What you should do :: Using the entries below, transcribe exactly the line containing "dark cloud wall." and each line that follows it to the end.

Supplied information ::
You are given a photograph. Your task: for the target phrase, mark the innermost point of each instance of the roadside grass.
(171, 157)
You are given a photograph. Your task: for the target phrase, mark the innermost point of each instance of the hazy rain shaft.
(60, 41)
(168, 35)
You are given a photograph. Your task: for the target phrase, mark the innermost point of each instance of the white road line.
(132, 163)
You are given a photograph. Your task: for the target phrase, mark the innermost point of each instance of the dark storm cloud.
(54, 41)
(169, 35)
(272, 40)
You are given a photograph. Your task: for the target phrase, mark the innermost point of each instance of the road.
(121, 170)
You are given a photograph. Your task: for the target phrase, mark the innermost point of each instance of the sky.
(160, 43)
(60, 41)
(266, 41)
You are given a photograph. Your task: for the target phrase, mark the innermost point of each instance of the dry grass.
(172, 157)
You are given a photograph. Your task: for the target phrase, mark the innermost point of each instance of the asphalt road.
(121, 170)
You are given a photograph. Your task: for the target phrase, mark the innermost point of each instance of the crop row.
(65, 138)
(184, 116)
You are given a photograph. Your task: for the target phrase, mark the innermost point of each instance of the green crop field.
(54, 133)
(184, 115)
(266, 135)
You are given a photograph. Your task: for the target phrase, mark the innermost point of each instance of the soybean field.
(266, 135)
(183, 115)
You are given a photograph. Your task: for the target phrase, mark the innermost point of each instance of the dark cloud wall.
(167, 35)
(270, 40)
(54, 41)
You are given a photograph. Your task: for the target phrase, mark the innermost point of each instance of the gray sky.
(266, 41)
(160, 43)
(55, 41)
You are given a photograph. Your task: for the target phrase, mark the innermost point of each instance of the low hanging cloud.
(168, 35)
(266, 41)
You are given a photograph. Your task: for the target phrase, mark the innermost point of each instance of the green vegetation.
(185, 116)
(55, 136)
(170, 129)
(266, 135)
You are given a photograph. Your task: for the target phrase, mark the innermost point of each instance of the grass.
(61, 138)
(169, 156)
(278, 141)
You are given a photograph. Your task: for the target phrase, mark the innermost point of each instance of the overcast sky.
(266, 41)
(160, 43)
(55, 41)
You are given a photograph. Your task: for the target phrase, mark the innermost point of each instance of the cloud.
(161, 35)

Your response ::
You are given a photograph. Your task: for the target phrase, mark the innermost point of each instance of the dark cloud wall.
(167, 35)
(270, 40)
(54, 41)
You are given a photograph. Your task: for the target phrase, mark the innermost point of each instance of the gray sky.
(266, 41)
(160, 43)
(55, 41)
You are given a photograph. Your task: for the target phrase, mark the innermost point of each instance of the low hanging cloud.
(168, 35)
(266, 41)
You are given a photograph. Your task: for the target phrase, mark the innermost point of each instance of the green vegetation.
(185, 116)
(55, 136)
(170, 129)
(266, 135)
You are given a photograph. Your task: for the target phrase, mark the innermost point of each instance of the grass.
(61, 138)
(169, 156)
(278, 141)
You are given a photograph. Your task: for the target phrase, mark the innermost point of each instance of the overcast sky.
(266, 41)
(160, 43)
(55, 41)
You are given a photograph. Your task: for the target phrase, mark the innermost point of each instance of the cloud.
(161, 35)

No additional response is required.